L’argomento[1]
che sarà affrontato è il seguente: “In
che senso la letteratura può avere un valore educativo cui sia difficile
rinunciare”? Nonostante l’ampia diffusione nel nostro Paese dell’insegnamento
letterario, si tratta di un tema poco riflettuto e poco esplicitato. Preciso
che l’argomento sarà trattato non dal punto di vista della critica letteraria, bensì dal punto di vista delle scienze dell’educazione.
La scelta di insegnare
la letteratura nelle scuole è stata storicamente connessa, più o meno consapevolmente,
alla formazione degli Stati nazionali
e al conseguente sviluppo dell’ideologia
nazionalistica. L’insegnamento letterario nel nostro paese è stato sempre
considerato come un elemento fondamentale per la formazione dell’identità nazionale. Oggi, in piena globalizzazione,
nel momento in cui le identità nazionali sono marcatamente rimescolate e nel
momento in cui si pone con forza il problema della convivenza di una
molteplicità di culture diverse, non si può fare a meno di domandarsi quale
senso abbia ancora l’insegnamento letterario, oppure di domandarsi se esso non
debba essere considerato un mero residuo del passato. La sempre minore
popolarità di cui la letteratura gode tra i giovani sembra porre addirittura il
problema di una sua sostituzione con altri linguaggi più graditi, piacevoli e
immediati.

========================================

Per favore, prosegui il brano sul valore educativo della letteratura a partire dalla frase che termina con «più graditi, piacevoli e immediati».

========================================

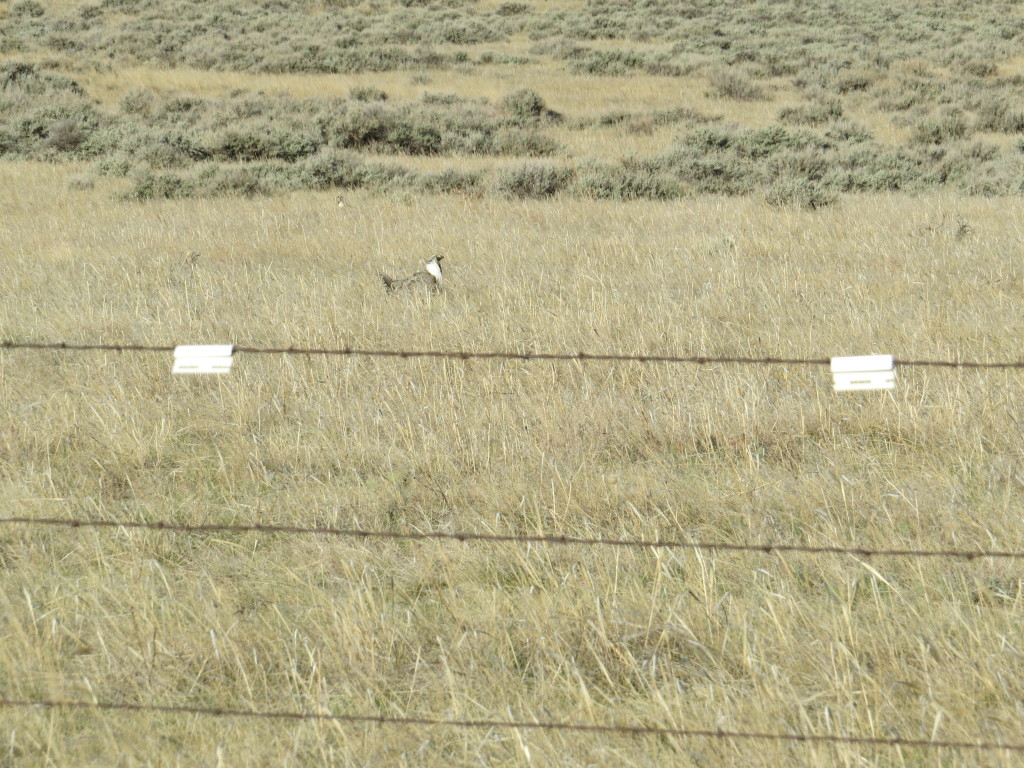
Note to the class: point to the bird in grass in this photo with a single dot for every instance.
(427, 279)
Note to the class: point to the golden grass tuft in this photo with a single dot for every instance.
(915, 648)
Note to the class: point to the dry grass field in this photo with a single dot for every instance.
(139, 204)
(886, 647)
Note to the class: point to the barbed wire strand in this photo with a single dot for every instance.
(511, 538)
(578, 727)
(469, 354)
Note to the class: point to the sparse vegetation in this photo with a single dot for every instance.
(749, 178)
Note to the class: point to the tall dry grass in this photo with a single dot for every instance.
(819, 644)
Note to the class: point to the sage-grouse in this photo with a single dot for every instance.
(428, 279)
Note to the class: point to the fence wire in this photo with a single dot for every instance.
(556, 539)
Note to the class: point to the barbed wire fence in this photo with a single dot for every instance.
(554, 540)
(466, 354)
(632, 730)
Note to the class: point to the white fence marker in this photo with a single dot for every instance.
(863, 372)
(203, 358)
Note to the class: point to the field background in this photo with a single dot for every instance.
(718, 179)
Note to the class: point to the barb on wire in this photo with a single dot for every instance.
(510, 538)
(635, 730)
(470, 354)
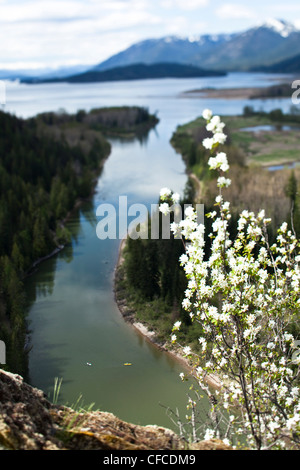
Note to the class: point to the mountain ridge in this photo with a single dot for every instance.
(266, 43)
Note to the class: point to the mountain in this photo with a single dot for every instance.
(133, 72)
(263, 44)
(291, 65)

========================================

- Risposta -
Se è vero che dalla
nostra scuola “la letteratura è sparita” e che “abbiamo ucciso la letteratura”,
come ha sostenuto Mastrocola, allora dovremmo almeno cercare di comprendere
bene l’entità del disastro compiuto (ammesso che di ciò si tratti) e cercare di
capire se non vi si possa porre un qualche rimedio. Se non ci si vuole
rassegnare alla morte della letteratura nella scuola, si tratta evidentemente
di andare oltre gli obiettivi
tradizionali, verso l’individuazione di un nuovo ruolo per la letteratura
nell’ambito educativo.
Un’ipotesi
La tesi che sarà
sostenuta è la seguente: “La letteratura (ovvero la pratica letteraria) è da
considerarsi come uno strumento importante per lo sviluppo dell’identità
individuale. Togliere (o diminuire) la letteratura nell’ambito dell’insegnamento
significa diminuire la possibilità di uno sviluppo compiuto dell’identità
individuale dei nostri allievi”.
La connessione tra la
letteratura e lo sviluppo dell’identità individuale colloca dunque il nostro
discorso nel contesto di una delle questioni educative più discusse dall’opinione
pubblica negli ultimi tempi. È un dato di fatto la crescita dell’allarme
sociale proprio intorno ai temi e ai problemi dell’identità dei giovani. Mai
come in questo periodo si sono registrati gravi fatti di cronaca come bullismo,
suicidi, criminalità giovanile, anomia, smarrimento dei valori, adesione a
valori effimeri, insensibilità emotiva, insensibilità morale. Non è impossibile,
allora, che una riflessione intorno al ruolo della letteratura nell’educazione ci
porti anche a individuare qualche strategia utile a contrastare questo disagio
diffuso.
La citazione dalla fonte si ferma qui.